• DIRECTIONS FOR THIS TASK:
Please repeat the listing below in its entirety, exactly.
== GIVEN DATA ==
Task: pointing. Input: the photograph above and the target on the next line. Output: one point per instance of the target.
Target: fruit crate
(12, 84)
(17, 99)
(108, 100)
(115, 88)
===
• ANSWER BELOW:
Task: pointing. Input: the photograph above and the target on the next line. Output: one point per instance of the target.
Target: fruit crate
(12, 84)
(17, 99)
(108, 100)
(115, 88)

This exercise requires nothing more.